**Yang Harus Dikerjakan**
[A] Menurut ulasan novel "Aku Angin, Engkaulah Samudra", Samudro bertugas sebagai tentara di mana?
[B] Sambung ulasan novel "Aku Angin, Engkaulah Samudra" mulai dari kalimat terakhirnya.

**Dokumen**
····················

Dalam
rentang perjalanan kehidupan seseorang akan ada banyak warna yang tergambar.
Apakah warna-warni itu sanggup mempelangikan hidup atau sekadar goresan warna
tak bermakna, bergantung pada tingkat pemahaman, nalar, dan kualitas diri.
Sejatinya, pulasan warna beraneka rupa akan menjadi bianglala yang mengayakan
hati.
Tasaro
GK, ingin berbagi mejikuhibiniu hidupnya kepada khalayak. Tak lain tentu
didasari niat untuk saling memungut hikmah yang terserak dari setiap episode
yang dijalaninya. Menariknya, Tasaro GK tidak mengekspos kisah asmaranya, namun
ia lebih mengagungkan bagian persahabatan dalam perjalanan hidupnya.
Barangkali pernah, dalam hidupmu,
engkau memiliki simpul persahabatan yang engkau percaya tak ada tandingannya.
Engkau mengandalkannya kadang lebih dibanding engkau memercayai kemampuanmu
sendiri. Engkau mengenangnya seperti halnya Padi melagukan Harmoni. Engkau
merasa tidak mungkin berdiri hari ini tanpa dirinya di masa lalu, meski di masa
nanti, di mana dia, engkau tak tahu lagi. (halaman 7)
Novel
“Aku Angin, Engkaulah Samudra” banyak berkisah tentang interaksi Tasaro dengan
karib-karibnya, sedari kecil hingga usia dewasa. Bagaimana serunya masa kecil
di kampung Gunung Kidul, lalu kepindahan ke Yogyakarta yang membuat tidak
nyaman, dan kebangkitan masa SMA. Berlanjut masa kuliah yang lebih bercorak,
hingga berprofesi sebagai kuli tinta yang penuh tantangan.
Aneka
rupa hal yang dijumpai. Menyenangkan, menyebalkan, menggetarkan, mengilukan.
Kesemuanya memberikan pelajaran. Dan tampak proses kedewasaan Tasaro beranjak
seiring benturan dan tempaan masalah yang dihadapi. Dari mengurusi kawan yang
terjerat narkoba hingga gejolak reformasi yang menggedor sisi heroik para
mahasiswa kala itu. Lalu profesi wartawan dengan kewajiban meliput
kejadian-kejadian yang kerap menciutkan nyali atau berlawanan dengan hati
nurani. Sebuah pengalaman yang mendewasakan. Di sini rupanya hadits Rasul
berperan. Barangsiapa yang hari ini lebih
baik dari kemarin adalah orang yang beruntung. Bila hari ini sama dengan
kemarin, berarti orang merugi. Dan jika hari ini lebih jelek dari kemarin
adalah orang celaka (Hadits).
Kisah
persahabatan yang melatari novel ini bermuara pada nama Maruto
(merepresentasikan Tasaro) dan Samudro. Keduanya akrab di masa kecil lalu
terpisah ketika Maruto pindah ke Yogyakarta pada masa SMP. Sekian lama
menghilang, tiba-tiba Samu mengirim pesan pendek. Maru tercengang menatap layar
hp. Seakan tak percaya Samu-nya kembali. Dan benarlah itu Samu yang sudah
menjadi tentara dan bertugas di Aceh, yang kala itu sedang panas-panasnya
berkonflik antara GAM dengan TNI.

····················

**Cuplikan Data**
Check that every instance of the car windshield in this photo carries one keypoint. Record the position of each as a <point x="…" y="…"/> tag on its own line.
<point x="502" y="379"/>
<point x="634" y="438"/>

····················

**Jawaban Tiap Tugas**
[A] Di Aceh.

[B]
Aceh.
Nama itu kembali bergaung di benak Maru. Pertemanannya semasa kuliah dengan
orang-orang Aceh, membuatnya merasa memiliki kedekatan istimewa dengan negeri
rencong itu. Sejak dulu, ia berkeinginan kuat untuk menulis buku tentang Aceh.
Hingga kemudian Maru mewujudkan impiannya dengan menjejakkan kaki di Serambi
Mekah untuk memperkuat karakter penulisannya.
Berada
di episode ini, kita dihadapkan pada pemandangan negeri yang porak poranda
akibat perang tak berkesudahan, dengan bangsa sendiri. Sungguh memilukan. Bahwa
sengketa hanya membawa petaka. Perselisihan tak berujung perdamaian. Ada bagian
masyarakat Aceh yang telanjur sakit hati pada pemerintah Indonesia. Coba lihat sekarang. Mana ada rasa terima
kasih Indonesia kepada rakyat Aceh. Kami ditipu mentah-mentah. Kekayaan alam
disedot, rakyat tak mendapat sepeser pun. (hlm. 89)
Maru
terjebak dalam permainan intrik politik GAM, yang menggiringnya pada posisi
sebagai korban penculikan GAM. Maru tersaruk-saruk di hutan, menderita bersama
para tawanan lainnya. Hingga dalam sebuah kontak senjata antara pihak GAM dan
TNI, Maru berhasil lari dan ditemukan pihak TNI dalam keadaan tak sadarkan
diri.
Setelah
Maru kembali ke Bandung, sebuah kabar duka lain datang menghentak. Tsunami
menggulung Aceh. Tanah Rencong luluh lantak. Samu berjibaku menyelamatkan
orang-orang. Kegetiran menyeruak. Bencana ini kemudian seolah menjadi titik
awal bagi Aceh untuk memulai segalanya dari nol.
Seluruh
perjalanan Maru dan Samu ini ditulis dengan emosi yang kuat. Pembaca akan
merasakan beragam suka maupun duka yang mengiringi kisah ini. Tak ketinggalan
hikmah yang memaknai setiap kejadian. Maka, novel ini recommended untuk memperkaya wawasan dan kepekaan. Meski patut
disayangkan adanya banyak kesalahan editing pada pergantian PoV, semoga tidak
menggangu kenyamanan Anda membaca kisah persahabatan menyentuh ini.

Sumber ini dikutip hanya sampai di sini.